対象文章

しかし、有病率a=30%、検査精度b=70%ような場合では、図2の赤枠の領域の中に入るため一斉検査の実施の余地があることが分かる。

以上具体例から、感染者がある程度増えない(有病率がある程度高くなる)と一斉検査を行った効果は得られにくいことが分かる。 現在日本の総人口は1.2億人、コロナ感染者は1万人程度であるので、a = 0.000083となる。以上から一斉検査をするには、ほぼ100%の検査精度を誇る検査装置が必要になるが、これは現実的ではない。結局現状の日本では、3600万人がコロナにかかるまで一斉検査はやらないことになる。でもそんな状況って既にパンデミックだから、日本はそれどころではないってことになる。結局いずれにせよ一斉検査は現実的ではないと気づく。

おわりに

 Youtubeに端を発して、一斉検査をどのような状況で行うべきかどうかという考察までをおこなった。(あくまで個人的見解の範疇を出ていないことを注意)この結果から、以下のような結論を得た。

依頼内容
対象文章では、現状の日本では一斉検査は現実的ではないと結論づけています。その理由を対象文章の記述に基づき、1～3文で説明してください。

提供情報
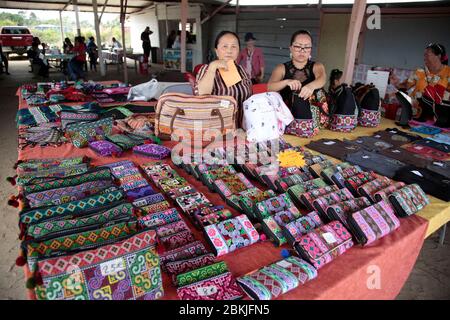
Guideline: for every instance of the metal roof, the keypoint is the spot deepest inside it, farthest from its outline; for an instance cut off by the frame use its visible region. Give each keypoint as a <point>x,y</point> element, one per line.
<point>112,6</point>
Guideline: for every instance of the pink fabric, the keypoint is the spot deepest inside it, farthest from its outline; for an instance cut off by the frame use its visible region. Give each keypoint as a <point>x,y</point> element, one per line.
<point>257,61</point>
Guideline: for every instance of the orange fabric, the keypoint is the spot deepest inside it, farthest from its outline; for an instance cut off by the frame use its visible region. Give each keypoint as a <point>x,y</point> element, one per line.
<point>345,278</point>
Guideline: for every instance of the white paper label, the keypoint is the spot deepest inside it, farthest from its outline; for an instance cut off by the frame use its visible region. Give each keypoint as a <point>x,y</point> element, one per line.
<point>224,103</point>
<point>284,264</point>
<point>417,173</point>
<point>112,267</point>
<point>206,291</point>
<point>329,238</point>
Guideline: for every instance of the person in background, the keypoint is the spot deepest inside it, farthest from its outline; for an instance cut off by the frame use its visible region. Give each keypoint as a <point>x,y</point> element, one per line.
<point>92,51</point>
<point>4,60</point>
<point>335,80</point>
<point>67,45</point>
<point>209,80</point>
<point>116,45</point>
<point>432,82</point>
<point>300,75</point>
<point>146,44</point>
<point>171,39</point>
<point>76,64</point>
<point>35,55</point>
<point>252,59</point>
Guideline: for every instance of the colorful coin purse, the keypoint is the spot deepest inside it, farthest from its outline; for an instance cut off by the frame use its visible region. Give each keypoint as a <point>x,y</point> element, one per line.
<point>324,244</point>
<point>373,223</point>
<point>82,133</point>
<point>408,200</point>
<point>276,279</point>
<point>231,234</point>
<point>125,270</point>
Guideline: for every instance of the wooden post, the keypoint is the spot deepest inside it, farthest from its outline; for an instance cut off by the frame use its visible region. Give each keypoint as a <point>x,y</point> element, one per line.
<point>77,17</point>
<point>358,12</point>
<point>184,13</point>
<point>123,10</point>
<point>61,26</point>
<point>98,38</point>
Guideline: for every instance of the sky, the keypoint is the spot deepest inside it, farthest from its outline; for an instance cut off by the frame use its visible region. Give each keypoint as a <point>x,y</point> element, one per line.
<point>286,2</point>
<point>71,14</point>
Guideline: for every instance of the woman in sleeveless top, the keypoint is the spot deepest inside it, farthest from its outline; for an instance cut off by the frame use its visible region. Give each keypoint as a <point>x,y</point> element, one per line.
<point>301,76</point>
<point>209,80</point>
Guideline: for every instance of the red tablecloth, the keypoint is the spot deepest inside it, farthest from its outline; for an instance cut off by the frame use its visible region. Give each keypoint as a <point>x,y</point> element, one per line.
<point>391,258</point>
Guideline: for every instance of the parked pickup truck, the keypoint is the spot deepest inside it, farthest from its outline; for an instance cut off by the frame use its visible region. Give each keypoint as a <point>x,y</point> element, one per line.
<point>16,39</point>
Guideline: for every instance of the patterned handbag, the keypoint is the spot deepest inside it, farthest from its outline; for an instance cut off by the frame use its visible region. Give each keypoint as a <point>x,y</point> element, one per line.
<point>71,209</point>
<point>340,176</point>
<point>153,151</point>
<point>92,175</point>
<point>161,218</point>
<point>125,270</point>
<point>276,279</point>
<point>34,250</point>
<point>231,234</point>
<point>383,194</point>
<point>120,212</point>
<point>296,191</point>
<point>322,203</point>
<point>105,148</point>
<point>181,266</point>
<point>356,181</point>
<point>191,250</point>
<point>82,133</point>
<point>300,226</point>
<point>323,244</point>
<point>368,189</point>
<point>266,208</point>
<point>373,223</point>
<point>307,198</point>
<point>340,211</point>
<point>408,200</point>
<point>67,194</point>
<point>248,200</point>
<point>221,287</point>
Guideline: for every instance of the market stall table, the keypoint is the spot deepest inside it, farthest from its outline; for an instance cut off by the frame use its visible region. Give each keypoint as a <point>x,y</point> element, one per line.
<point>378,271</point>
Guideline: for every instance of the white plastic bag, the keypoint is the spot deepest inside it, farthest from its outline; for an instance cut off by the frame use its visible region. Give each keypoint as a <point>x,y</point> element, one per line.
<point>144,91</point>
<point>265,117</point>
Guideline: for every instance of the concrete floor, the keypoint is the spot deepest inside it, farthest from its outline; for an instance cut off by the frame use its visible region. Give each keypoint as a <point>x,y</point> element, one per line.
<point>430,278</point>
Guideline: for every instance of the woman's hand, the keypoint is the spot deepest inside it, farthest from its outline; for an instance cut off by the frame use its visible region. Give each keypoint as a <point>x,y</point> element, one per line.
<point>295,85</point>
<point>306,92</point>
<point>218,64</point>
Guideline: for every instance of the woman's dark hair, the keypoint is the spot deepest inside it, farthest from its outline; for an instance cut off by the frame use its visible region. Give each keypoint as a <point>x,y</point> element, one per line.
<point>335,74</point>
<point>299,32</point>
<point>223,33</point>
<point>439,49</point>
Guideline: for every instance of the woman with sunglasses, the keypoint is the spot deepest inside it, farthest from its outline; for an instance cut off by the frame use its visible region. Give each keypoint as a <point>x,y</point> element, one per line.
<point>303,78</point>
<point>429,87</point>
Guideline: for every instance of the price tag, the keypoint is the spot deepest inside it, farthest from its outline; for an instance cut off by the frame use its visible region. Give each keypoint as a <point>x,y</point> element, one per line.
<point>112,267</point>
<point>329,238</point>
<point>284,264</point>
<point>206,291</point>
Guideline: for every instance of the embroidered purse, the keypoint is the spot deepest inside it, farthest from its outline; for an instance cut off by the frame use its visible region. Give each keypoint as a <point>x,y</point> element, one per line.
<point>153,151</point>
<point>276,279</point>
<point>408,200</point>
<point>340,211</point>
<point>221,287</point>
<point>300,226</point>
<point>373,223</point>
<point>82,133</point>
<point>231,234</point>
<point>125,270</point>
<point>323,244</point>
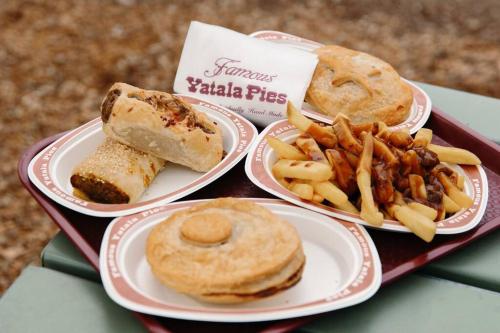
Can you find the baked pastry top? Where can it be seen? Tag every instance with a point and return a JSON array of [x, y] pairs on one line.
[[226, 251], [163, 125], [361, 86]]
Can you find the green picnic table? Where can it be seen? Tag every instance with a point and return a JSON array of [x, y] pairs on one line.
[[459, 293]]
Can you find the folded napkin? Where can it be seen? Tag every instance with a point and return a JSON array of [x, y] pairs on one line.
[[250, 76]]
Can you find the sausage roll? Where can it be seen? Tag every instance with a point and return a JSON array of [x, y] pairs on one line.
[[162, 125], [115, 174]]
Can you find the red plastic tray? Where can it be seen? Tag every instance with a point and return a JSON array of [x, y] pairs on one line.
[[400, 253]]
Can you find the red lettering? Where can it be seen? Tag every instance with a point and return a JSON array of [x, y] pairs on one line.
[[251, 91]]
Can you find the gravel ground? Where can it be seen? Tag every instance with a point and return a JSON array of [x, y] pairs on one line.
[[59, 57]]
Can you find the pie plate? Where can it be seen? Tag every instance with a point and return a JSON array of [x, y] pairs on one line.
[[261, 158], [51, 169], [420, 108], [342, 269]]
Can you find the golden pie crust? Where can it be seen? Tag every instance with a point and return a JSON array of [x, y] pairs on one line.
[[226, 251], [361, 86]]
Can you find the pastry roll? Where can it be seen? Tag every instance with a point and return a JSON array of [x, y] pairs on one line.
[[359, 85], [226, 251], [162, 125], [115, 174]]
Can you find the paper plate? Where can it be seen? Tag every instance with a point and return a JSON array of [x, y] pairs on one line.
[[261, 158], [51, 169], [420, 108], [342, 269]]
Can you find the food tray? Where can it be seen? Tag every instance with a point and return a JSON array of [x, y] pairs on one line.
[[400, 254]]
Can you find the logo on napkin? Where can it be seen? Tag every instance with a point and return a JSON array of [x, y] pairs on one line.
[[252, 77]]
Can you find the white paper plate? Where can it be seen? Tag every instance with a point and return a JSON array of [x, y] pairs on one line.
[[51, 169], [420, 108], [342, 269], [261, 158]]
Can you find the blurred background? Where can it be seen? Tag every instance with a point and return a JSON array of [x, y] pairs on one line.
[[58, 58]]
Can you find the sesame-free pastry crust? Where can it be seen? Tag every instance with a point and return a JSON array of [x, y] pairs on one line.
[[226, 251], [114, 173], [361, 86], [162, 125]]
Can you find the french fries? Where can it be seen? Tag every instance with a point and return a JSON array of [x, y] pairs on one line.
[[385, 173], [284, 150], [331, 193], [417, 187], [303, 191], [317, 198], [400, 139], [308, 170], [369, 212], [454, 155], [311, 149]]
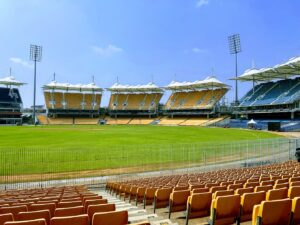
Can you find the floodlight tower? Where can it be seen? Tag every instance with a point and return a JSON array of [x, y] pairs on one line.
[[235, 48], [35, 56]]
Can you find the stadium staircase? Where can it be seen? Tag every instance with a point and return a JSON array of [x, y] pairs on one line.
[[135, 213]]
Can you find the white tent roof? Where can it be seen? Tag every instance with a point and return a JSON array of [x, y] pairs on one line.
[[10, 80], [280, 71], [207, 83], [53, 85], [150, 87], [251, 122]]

---

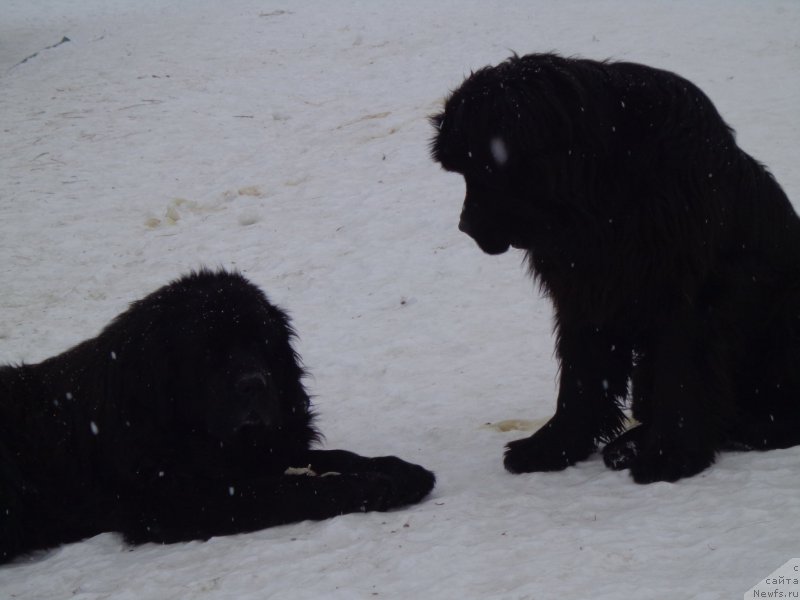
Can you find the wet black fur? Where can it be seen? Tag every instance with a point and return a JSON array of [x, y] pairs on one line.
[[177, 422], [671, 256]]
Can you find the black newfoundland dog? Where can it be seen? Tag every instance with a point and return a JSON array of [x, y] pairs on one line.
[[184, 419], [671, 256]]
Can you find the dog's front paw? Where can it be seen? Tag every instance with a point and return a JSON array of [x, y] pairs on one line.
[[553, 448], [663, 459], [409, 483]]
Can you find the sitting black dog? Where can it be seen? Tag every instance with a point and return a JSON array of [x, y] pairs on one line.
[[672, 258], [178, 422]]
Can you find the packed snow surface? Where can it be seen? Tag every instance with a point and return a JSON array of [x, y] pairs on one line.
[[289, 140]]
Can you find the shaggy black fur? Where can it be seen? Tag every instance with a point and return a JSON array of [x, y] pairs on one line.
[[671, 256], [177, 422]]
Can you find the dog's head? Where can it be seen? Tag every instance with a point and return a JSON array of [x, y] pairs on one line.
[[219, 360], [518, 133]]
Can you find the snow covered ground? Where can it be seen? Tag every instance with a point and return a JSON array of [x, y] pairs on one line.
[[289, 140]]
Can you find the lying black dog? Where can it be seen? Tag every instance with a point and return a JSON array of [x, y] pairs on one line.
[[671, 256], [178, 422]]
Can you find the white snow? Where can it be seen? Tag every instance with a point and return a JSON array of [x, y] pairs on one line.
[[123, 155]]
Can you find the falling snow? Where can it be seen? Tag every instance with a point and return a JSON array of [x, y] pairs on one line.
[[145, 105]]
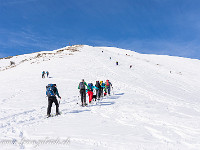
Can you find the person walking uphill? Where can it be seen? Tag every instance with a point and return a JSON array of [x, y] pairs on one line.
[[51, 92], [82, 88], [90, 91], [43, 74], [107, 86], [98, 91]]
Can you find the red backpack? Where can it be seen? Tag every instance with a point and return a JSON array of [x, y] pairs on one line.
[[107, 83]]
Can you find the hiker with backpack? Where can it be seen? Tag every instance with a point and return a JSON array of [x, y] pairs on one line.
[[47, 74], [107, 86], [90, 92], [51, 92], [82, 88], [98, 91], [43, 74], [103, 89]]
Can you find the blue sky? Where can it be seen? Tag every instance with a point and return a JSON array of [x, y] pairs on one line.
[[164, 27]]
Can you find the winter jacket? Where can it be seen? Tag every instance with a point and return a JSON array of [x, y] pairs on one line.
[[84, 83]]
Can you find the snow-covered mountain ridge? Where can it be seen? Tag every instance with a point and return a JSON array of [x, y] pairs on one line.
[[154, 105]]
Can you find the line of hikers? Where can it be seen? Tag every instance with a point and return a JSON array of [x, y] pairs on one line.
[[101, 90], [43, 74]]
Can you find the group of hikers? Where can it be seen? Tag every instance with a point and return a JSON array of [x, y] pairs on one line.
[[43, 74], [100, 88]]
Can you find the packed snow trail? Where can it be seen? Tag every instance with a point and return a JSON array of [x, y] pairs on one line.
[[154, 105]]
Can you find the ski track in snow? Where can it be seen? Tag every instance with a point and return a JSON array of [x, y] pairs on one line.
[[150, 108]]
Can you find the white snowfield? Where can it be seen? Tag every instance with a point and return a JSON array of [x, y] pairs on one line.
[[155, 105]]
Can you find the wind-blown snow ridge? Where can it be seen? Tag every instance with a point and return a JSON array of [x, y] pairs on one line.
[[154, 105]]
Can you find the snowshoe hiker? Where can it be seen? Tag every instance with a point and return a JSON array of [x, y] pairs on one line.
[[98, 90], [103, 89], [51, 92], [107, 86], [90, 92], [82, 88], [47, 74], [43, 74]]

==

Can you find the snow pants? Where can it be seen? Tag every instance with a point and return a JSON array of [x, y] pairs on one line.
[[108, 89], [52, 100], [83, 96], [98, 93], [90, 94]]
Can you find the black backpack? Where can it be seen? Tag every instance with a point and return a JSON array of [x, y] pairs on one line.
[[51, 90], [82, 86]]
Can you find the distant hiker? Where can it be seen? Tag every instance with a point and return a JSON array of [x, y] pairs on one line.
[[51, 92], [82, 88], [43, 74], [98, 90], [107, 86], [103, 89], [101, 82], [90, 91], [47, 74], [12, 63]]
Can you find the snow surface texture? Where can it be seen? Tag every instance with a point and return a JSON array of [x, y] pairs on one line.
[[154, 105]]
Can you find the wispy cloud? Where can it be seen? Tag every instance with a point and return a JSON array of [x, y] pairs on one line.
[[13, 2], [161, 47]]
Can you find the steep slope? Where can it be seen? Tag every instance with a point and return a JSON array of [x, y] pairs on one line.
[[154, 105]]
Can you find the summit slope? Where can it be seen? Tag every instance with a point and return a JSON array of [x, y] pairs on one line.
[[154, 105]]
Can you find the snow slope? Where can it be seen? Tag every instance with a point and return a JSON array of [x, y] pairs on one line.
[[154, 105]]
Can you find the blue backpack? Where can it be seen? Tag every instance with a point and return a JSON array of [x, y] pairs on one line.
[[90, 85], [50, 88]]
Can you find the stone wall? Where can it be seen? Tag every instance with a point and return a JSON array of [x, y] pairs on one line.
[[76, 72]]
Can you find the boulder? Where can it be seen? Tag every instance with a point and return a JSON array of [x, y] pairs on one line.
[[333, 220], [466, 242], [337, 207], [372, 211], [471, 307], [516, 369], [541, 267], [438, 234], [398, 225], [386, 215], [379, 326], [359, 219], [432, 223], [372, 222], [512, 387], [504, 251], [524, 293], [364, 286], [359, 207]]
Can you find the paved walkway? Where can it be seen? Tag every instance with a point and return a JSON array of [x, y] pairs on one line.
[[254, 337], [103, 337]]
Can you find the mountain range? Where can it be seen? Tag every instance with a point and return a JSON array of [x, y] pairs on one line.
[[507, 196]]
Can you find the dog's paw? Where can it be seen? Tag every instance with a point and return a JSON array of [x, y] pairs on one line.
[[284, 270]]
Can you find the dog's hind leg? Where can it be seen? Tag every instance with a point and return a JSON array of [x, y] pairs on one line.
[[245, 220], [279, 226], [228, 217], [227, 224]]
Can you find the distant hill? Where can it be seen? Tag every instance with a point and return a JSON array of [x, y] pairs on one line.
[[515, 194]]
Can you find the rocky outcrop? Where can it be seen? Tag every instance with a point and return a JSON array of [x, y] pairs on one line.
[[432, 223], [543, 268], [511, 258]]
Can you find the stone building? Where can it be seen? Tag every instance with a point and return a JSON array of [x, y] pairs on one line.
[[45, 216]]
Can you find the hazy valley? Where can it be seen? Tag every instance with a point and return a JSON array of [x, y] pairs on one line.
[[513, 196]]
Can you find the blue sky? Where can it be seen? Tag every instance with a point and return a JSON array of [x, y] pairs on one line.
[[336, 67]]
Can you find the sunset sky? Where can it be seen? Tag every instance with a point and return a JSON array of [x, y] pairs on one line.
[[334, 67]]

回答
日本の総人口1.2億人に対してコロナ感染者は1万人程度で、有病率はa = 0.000083と低いです。そのため、一斉検査にはほぼ100%の検査精度を誇る検査装置が必要ですが、これは現実的ではありません。そうでなければ3600万人がコロナにかかるまで一斉検査は行わないことになり、その状況はすでにパンデミックで、一斉検査どころではないからです。